* _Document extract_
--- START ---

- As the world fights pandemic- in order to be prepared for a health crisis, should priority be given to R&D for identifying new diseases and vaccine development?
Over the past 35 years, around 30 new infectious agents affecting humans have emerged. Most of these infective viruses are zoonotic and their origin significantly correlates with socioeconomic, environmental, and ecological factors. As these factors continue to increase contact with the disease-causing pathogens, there is concern that infectious diseases may continue to present a formidable challenge in the future as well. Constant awareness and pursuance of effective strategies for controlling infectious diseases and disease emergence thus remain crucial.
Vaccination is and will continue to be the most important intervention for prevention of infectious disease. Hence, investing in R&D for identifying new diseases and vaccine development remains the top priority.
As seen in the past, India time and again faces the outbreak of bird flu. What measures should the poultry industry take in order to minimize the risk of this disease?
Over the years, vaccines have been used in avian influenza (AI) control programs to prevent, manage, or eradicate AI from poultry and other birds. It has been observed that the best protection is produced from the humoral response against the hemagglutinin (HA) protein.
A variety of vaccines have been developed and tested under experimental conditions, a few of which have received approval for the use of following field demonstration of purity, safety, efficacy, and potency. Current licensed vaccines have predominately inactivated whole AI vaccines, which is typically produced from low pathogenicity (LP) AI virus strains, or occasionally from high pathogenicity AI virus strains.
Recently, reverse genetic procedures have been developed that allow construction of vaccine strains using a genetically altered HA and a backbone of internal gene segments for safe, high growth production. Other licensed AI vaccines include recombinant fowl poxvirus vector with an AI H5 insert and a recombinant Newcastle disease virus vector with an AI H5 gene insert. The latter vaccine can be mass administered via aerosol application. So regular and timely AI vaccination can definitely minimize the risk of disease in poultry and prevent outbreak of Avian influenza of Pandemic potential.
What steps should be taken to curb these diseases?

--- END ---

* _Data supplied_
--- START ---

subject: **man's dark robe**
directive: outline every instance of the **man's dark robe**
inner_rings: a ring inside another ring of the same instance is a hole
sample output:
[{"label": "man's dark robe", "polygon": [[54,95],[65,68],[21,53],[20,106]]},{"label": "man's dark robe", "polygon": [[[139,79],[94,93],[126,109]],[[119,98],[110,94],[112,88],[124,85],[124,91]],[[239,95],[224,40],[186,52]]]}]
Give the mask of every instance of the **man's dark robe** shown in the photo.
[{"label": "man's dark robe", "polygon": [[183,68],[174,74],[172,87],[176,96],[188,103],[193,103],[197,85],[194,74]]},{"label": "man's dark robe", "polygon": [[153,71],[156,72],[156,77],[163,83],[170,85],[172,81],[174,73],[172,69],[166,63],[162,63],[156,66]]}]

--- END ---

* _Exercise tasks_
A) According to the piece on vaccines and avian influenza, how many new infectious agents affecting humans have emerged over the past 35 years?
B) From the piece on vaccines and avian influenza, quote the stretch from "Vaccination is and" through "hemagglutinin (HA) protein.".
The material has no connection to the piece on vaccines and avian influenza.

* _Responses in order_
A) Around 30.

B)
Vaccination is and will continue to be the most important intervention for prevention of infectious disease. Hence, investing in R&D for identifying new diseases and vaccine development remains the top priority.
As seen in the past, India time and again faces the outbreak of bird flu. What measures should the poultry industry take in order to minimize the risk of this disease?
Over the years, vaccines have been used in avian influenza (AI) control programs to prevent, manage, or eradicate AI from poultry and other birds. It has been observed that the best protection is produced from the humoral response against the hemagglutinin (HA) protein.